WORK TO COMPLETE:
a – Rewrite the PyTorch tutorial from "Before we begin, we" up to and including "here: https://pytorch.org .", renaming "operating system" to "platform" throughout.
b – Write the next part of the PyTorch tutorial, starting after its last line.

[Begin DOCUMENT EXTRACT]

Before we begin, we need to install the required libraries. The installation of PyTorch may differ based on your operating system / cloud environment. You can find detailed installation instructions here: https://pytorch.org .
# Uncomment and run the appropriate command for your operating system, if required
# Linux / Binder
# !pip install numpy torch==1.7.0+cpu torchvision==0.8.1+cpu torchaudio==0.7.0 -f https://download.pytorch.org/whl/torch_stable.html
# Windows
# !pip install numpy torch==1.7.0+cpu torchvision==0.8.1+cpu torchaudio==0.7.0 -f https://download.pytorch.org/whl/torch_stable.html
# MacOS
# !pip install numpy torch torchvision torchaudio
Let's import the torch
module to get started.
import torch
At its core, PyTorch is a library for processing tensors. A tensor is a number, vector, matrix, or any n-dimensional array. Let's create a tensor with a single number.
# Number
t1 = torch.tensor(4.)
t1
tensor(4.)
4.
is a shorthand for 4.0
. It is used to indicate to Python (and PyTorch) that you want to create a floating-point number. We can verify this by checking the dtype
attribute of our tensor.
t1.dtype
torch.float32
Let's try creating more complex tensors.
# Vector
t2 = torch.tensor([1., 2, 3, 4])
t2
tensor([1., 2., 3., 4.])
# Matrix
t3 = torch.tensor([[5., 6],
[7, 8],
[9, 10]])
t3
tensor([[ 5., 6.],
[ 7., 8.],
[ 9., 10.]])
# 3-dimensional array
t4 = torch.tensor([
[[11, 12, 13],
[13, 14, 15]],
[[15, 16, 17],
[17, 18, 19.]]])
t4
tensor([[[11., 12., 13.],
[13., 14., 15.]],
[[15., 16., 17.],
[17., 18., 19.]]])
Tensors can have any number of dimensions and different lengths along each dimension. We can inspect the length along each dimension using the .shape
property of a tensor.
print(t1)
t1.shape
tensor(4.)
torch.Size([])
print(t2)
t2.shape
tensor([1., 2., 3., 4.])
torch.Size([4])
print(t3)
t3.shape
tensor([[ 5., 6.],
[ 7., 8.],
[ 9., 10.]])
torch.Size([3, 2])
print(t4)
t4.shape
tensor([[[11., 12., 13.],
[13., 14., 15.]],
[[15., 16., 17.],
[17., 18., 19.]]])
torch.Size([2, 2, 3])
Note that it's not possible to create tensors with an improper shape.
# Matrix
t5 = torch.tensor([[5., 6, 11],
[7, 8],
[9, 10]])
t5
---------------------------------------------------------------------------
ValueError Traceback (most recent call last)
<ipython-input-12-83912cf67c5e> in <module>
1 # Matrix
----> 2 t5 = torch.tensor([[5., 6, 11],
3 [7, 8],
4 [9, 10]])
5 t5
ValueError: expected sequence of length 3 at dim 1 (got 2)

[End DOCUMENT EXTRACT]
[Begin ITEMS]

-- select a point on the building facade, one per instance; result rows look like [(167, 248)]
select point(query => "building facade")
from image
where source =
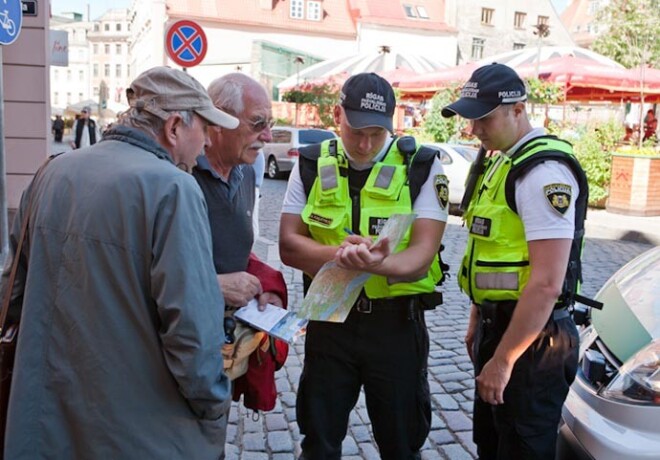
[(71, 84), (489, 27), (110, 66)]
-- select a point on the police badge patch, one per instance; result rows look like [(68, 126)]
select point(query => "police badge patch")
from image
[(559, 196), (442, 189)]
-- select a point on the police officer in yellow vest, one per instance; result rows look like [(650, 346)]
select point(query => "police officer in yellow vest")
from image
[(356, 183), (521, 269)]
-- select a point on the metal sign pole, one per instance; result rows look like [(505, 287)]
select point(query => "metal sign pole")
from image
[(4, 233)]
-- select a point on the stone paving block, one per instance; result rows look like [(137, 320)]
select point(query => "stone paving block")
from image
[(453, 386), (441, 437), (466, 440), (361, 433), (445, 402), (249, 455), (280, 441), (369, 452), (456, 452), (349, 446), (232, 430), (436, 421), (252, 425), (288, 399), (456, 420), (231, 452), (276, 422), (453, 376), (254, 442)]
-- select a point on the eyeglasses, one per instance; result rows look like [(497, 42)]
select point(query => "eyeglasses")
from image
[(260, 124)]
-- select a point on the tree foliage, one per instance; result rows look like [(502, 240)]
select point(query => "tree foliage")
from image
[(323, 96), (440, 129), (544, 92), (632, 36)]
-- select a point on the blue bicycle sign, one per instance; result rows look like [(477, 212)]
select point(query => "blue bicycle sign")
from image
[(11, 18)]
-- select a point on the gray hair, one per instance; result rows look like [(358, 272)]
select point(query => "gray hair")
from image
[(227, 91), (149, 123)]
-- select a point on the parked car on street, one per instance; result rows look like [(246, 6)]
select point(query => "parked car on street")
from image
[(456, 160), (282, 152), (613, 408)]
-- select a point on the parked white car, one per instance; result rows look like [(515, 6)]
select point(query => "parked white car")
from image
[(613, 408), (282, 152), (456, 160)]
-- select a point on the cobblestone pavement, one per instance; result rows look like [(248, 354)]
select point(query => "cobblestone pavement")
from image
[(274, 435)]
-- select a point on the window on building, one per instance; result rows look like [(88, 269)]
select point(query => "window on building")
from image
[(410, 11), (478, 48), (314, 10), (296, 9), (421, 12), (487, 15)]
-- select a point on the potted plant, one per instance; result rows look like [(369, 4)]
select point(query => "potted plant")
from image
[(635, 181)]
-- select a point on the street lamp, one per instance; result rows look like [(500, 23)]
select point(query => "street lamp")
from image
[(298, 60), (542, 30)]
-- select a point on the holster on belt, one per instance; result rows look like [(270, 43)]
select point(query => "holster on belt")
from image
[(430, 300)]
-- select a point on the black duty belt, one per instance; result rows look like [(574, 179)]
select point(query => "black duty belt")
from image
[(367, 305)]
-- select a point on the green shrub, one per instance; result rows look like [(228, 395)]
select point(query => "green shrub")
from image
[(437, 127), (594, 151)]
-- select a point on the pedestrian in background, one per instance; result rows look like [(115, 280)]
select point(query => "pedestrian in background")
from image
[(122, 320), (58, 128), (356, 183), (85, 131), (521, 270)]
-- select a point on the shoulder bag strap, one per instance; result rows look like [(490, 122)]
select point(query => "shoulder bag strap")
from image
[(17, 254)]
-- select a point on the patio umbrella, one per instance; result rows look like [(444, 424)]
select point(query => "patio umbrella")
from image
[(385, 63), (590, 80), (530, 56), (427, 84)]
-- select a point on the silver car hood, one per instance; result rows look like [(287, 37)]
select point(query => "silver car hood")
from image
[(630, 318)]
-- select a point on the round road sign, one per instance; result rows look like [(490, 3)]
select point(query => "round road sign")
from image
[(186, 43)]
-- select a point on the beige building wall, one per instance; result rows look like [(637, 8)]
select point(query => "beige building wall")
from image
[(26, 98)]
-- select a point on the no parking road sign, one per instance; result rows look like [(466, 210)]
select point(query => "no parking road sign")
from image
[(11, 18), (186, 43)]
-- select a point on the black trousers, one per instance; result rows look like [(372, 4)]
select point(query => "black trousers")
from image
[(525, 426), (385, 351)]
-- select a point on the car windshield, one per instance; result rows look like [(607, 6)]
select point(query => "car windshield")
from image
[(468, 153), (314, 136)]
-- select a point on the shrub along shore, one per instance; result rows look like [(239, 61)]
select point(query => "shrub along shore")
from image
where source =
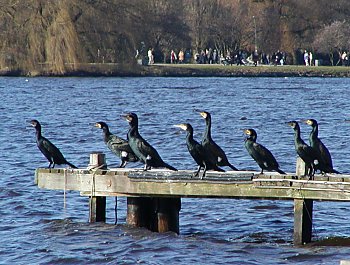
[(190, 70)]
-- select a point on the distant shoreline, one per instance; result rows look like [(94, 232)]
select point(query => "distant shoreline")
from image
[(191, 70)]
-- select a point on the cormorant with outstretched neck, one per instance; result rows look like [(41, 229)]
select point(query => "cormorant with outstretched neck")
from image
[(306, 152), (141, 148), (260, 153), (203, 159), (209, 144), (49, 150), (117, 145), (326, 164)]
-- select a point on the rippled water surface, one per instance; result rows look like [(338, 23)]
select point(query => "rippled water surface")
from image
[(36, 229)]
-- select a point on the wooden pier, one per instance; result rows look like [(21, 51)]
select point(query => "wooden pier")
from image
[(154, 197)]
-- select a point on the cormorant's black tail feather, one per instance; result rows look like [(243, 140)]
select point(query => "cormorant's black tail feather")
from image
[(232, 167), (70, 164), (169, 167), (218, 169)]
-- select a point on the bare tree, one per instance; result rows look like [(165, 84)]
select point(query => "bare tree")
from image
[(333, 39)]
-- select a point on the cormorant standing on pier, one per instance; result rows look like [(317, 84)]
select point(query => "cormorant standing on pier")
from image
[(326, 164), (200, 155), (209, 144), (306, 152), (49, 150), (141, 148), (117, 145), (260, 153)]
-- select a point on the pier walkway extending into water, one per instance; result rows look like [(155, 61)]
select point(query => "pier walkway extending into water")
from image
[(154, 196)]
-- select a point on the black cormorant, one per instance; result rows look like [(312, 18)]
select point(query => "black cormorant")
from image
[(306, 152), (117, 145), (49, 150), (200, 155), (326, 164), (141, 148), (260, 153), (209, 144)]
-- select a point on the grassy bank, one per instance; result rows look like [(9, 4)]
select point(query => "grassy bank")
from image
[(192, 70), (246, 71)]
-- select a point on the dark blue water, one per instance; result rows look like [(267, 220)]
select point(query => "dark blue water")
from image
[(36, 229)]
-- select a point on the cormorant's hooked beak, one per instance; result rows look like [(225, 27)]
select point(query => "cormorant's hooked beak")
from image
[(290, 123), (181, 126), (246, 131), (97, 125), (202, 113), (308, 122)]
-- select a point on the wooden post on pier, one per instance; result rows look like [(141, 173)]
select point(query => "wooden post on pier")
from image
[(168, 214), (97, 203), (302, 212)]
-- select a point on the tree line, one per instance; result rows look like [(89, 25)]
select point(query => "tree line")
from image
[(60, 35)]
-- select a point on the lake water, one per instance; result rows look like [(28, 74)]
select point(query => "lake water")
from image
[(36, 229)]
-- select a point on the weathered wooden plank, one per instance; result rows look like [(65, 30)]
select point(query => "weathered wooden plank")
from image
[(116, 182)]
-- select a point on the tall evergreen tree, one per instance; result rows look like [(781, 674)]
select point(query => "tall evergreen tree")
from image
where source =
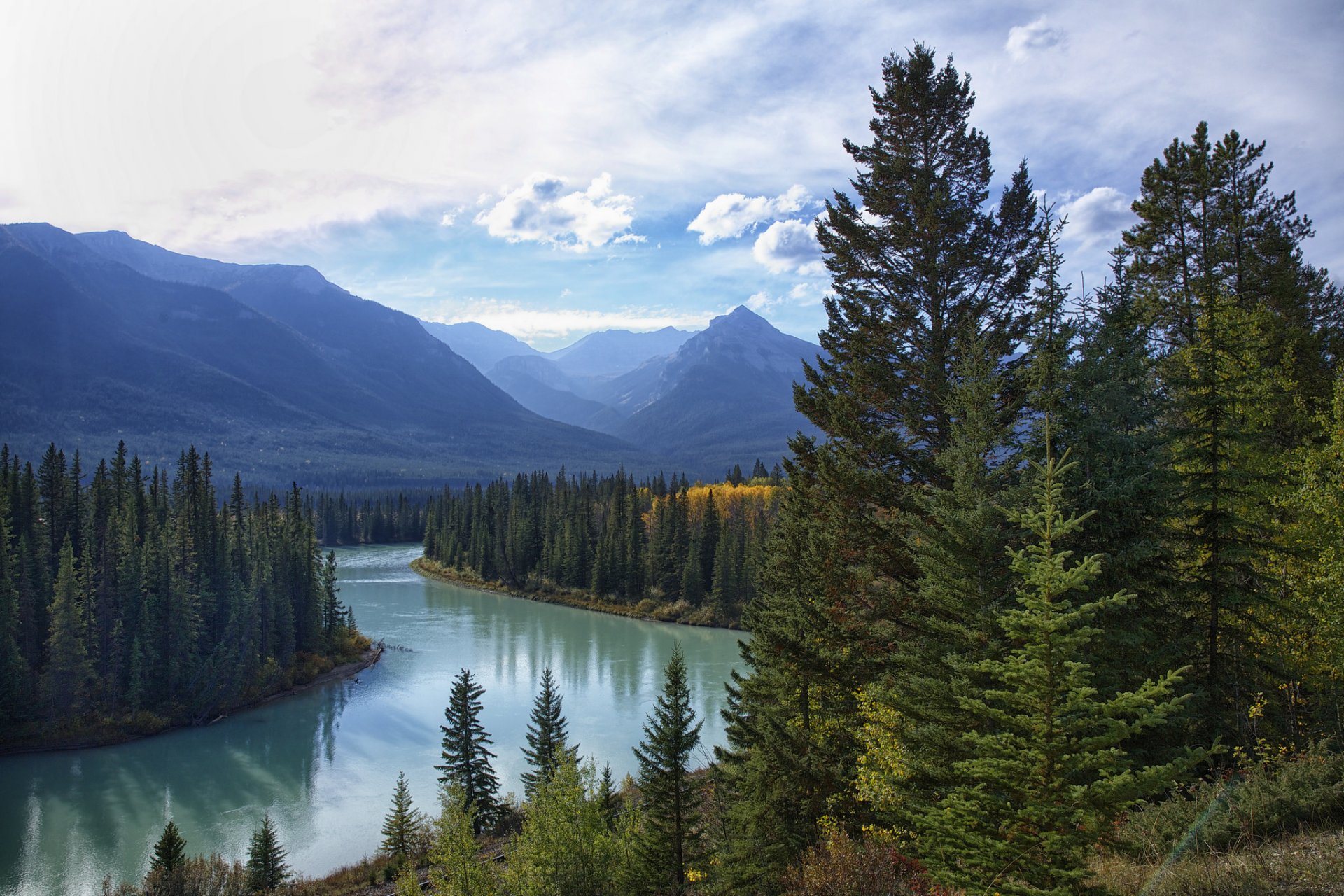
[(69, 673), (403, 822), (456, 867), (547, 736), (672, 806), (925, 270), (467, 757), (1046, 773), (267, 867), (167, 865)]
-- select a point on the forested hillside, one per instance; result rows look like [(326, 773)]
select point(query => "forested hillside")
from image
[(132, 599), (675, 550), (964, 637)]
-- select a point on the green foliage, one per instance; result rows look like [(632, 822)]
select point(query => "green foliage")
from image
[(403, 824), (566, 846), (671, 834), (547, 736), (1049, 771), (1280, 797), (456, 868), (267, 868), (171, 849), (125, 597), (198, 876), (609, 538), (857, 867), (467, 757)]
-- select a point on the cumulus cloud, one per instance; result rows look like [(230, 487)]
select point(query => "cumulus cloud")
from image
[(790, 246), (1023, 41), (542, 211), (1097, 216), (730, 216), (799, 296), (539, 324)]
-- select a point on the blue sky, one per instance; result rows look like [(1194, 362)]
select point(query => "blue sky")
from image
[(554, 168)]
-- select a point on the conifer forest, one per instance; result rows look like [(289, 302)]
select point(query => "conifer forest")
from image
[(1049, 602)]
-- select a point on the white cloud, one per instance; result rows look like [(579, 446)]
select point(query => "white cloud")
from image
[(1097, 218), (799, 296), (761, 301), (1026, 39), (540, 211), (730, 216), (790, 246), (539, 324)]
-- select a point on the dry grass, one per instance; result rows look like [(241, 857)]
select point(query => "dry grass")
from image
[(1310, 864)]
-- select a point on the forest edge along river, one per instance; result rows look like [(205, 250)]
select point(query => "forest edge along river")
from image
[(324, 762)]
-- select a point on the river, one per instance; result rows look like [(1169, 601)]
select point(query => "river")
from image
[(324, 762)]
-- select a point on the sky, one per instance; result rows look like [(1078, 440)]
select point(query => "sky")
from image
[(555, 168)]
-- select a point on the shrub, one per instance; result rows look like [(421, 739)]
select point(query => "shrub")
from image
[(1241, 809)]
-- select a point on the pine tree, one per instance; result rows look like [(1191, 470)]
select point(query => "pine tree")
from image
[(403, 822), (672, 805), (169, 852), (267, 868), (547, 736), (958, 543), (1047, 771), (467, 760), (69, 673), (565, 846), (793, 716), (14, 669), (1112, 426), (925, 270), (456, 868)]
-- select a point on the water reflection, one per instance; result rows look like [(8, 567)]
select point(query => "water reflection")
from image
[(323, 763)]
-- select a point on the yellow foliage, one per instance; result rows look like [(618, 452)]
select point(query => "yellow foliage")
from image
[(882, 763)]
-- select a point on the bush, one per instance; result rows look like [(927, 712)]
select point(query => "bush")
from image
[(867, 867), (1281, 797)]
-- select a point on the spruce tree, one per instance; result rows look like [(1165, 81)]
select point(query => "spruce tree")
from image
[(1046, 771), (169, 852), (69, 673), (565, 846), (267, 868), (958, 543), (456, 868), (792, 718), (925, 270), (672, 799), (547, 736), (402, 824), (467, 758)]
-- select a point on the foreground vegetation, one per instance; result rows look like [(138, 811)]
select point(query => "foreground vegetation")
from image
[(676, 551), (131, 602), (1054, 605)]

[End ITEMS]

OUTPUTS BY TASK:
a –
Before we begin, we need to install the required libraries. The installation of PyTorch may differ based on your platform / cloud environment. You can find detailed installation instructions here: https://pytorch.org .

b –
A ValueError
is thrown because the lengths of the rows [5., 6, 11]
and [7, 8]
don't match.
We can combine tensors with the usual arithmetic operations. Let's look at an example:
# Create tensors.
x = torch.tensor(3.)
w = torch.tensor(4., requires_grad=True)
b = torch.tensor(5., requires_grad=True)
x, w, b
(tensor(3.), tensor(4., requires_grad=True), tensor(5., requires_grad=True))
We've created three tensors: x
, w
, and b
, all numbers. w
and b
have an additional parameter requires_grad
set to True
. We'll see what it does in just a moment.
Let's create a new tensor y
by combining these tensors.
# Arithmetic operations
y = w * x + b
y
tensor(17., grad_fn=<AddBackward0>)
As expected, y
is a tensor with the value 3 * 4 + 5 = 17
. What makes PyTorch unique is that we can automatically compute the derivative of y
w.r.t. the tensors that have requires_grad
set to True
i.e. w and b. This feature of PyTorch is called autograd (automatic gradients).
To compute the derivatives, we can invoke the .backward
method on our result y
.
# Compute derivatives
y.backward()
The derivatives of y
with respect to the input tensors are stored in the .grad
property of the respective tensors.
# Display gradients
print('dy/dx:', x.grad)
print('dy/dw:', w.grad)
print('dy/db:', b.grad)
dy/dx: None
dy/dw: tensor(3.)
dy/db: tensor(1.)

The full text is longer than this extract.